What you should do: Return verbatim the stretch of the records from the line that contains "the blossom cluster." through the end of the records, and nothing else.

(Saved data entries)
----
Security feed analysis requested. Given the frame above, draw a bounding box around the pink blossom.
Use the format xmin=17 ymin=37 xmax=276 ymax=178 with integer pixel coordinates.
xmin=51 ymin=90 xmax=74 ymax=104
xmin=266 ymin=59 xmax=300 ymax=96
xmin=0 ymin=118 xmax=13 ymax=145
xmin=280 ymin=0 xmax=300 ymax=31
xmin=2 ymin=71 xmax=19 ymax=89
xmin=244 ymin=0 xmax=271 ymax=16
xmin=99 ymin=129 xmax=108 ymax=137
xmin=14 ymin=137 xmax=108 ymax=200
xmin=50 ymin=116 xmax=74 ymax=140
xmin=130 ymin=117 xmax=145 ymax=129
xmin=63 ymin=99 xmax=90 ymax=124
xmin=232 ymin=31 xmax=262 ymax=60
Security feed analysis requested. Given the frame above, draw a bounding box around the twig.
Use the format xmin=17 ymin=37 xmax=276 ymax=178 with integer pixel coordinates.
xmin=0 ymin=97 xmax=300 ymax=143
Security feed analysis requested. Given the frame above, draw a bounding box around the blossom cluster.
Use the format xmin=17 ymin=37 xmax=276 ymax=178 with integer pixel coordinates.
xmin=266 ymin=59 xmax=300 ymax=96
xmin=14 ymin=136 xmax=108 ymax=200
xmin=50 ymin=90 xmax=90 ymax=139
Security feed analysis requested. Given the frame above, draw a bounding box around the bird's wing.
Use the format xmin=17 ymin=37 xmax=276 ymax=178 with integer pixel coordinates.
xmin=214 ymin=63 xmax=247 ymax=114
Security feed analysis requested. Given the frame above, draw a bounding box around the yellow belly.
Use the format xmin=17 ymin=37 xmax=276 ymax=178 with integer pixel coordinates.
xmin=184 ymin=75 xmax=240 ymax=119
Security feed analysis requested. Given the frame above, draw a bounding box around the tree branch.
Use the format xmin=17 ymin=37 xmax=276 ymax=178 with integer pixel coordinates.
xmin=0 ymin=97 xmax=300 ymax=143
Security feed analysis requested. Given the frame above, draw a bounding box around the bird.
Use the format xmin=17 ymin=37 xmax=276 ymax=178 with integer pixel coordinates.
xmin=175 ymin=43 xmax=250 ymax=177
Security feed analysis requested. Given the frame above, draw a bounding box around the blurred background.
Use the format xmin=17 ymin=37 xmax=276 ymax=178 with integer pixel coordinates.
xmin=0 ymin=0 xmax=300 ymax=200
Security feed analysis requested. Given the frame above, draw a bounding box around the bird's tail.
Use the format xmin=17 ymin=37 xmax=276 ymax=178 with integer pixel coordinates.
----
Written solution:
Security feed analysis requested. Given the frame above, draw a bounding box around the blossom cluster.
Use the format xmin=17 ymin=37 xmax=276 ymax=178 with integer pixel coordinates.
xmin=266 ymin=59 xmax=300 ymax=96
xmin=14 ymin=136 xmax=108 ymax=200
xmin=50 ymin=90 xmax=90 ymax=139
Security feed analysis requested. Given the frame above, draw a bounding box around the bird's wing.
Use the format xmin=17 ymin=37 xmax=276 ymax=178 with integer pixel coordinates.
xmin=214 ymin=63 xmax=247 ymax=114
Security feed analysis requested. Given the frame above, draw a bounding box around the yellow belly.
Use the format xmin=17 ymin=37 xmax=276 ymax=178 with integer pixel coordinates.
xmin=184 ymin=75 xmax=240 ymax=119
Security feed analysis requested. Given the frame above, draw a bounding box around the tree branch.
Use the format xmin=17 ymin=37 xmax=276 ymax=178 with integer pixel coordinates.
xmin=0 ymin=97 xmax=300 ymax=143
Security feed analysis requested. Given the frame above, draw a bounding box around the bird.
Use the format xmin=17 ymin=37 xmax=276 ymax=178 with integer pixel coordinates.
xmin=175 ymin=43 xmax=250 ymax=177
Security feed analysis requested. Given the frame above, draw a bounding box around the blurred background.
Use the format xmin=17 ymin=37 xmax=276 ymax=178 with integer pixel coordinates.
xmin=0 ymin=0 xmax=300 ymax=200
Security feed analysis requested. Given the frame above, draw a bounding box around the bird's tail.
Use the format xmin=17 ymin=37 xmax=276 ymax=178 with integer pixel coordinates.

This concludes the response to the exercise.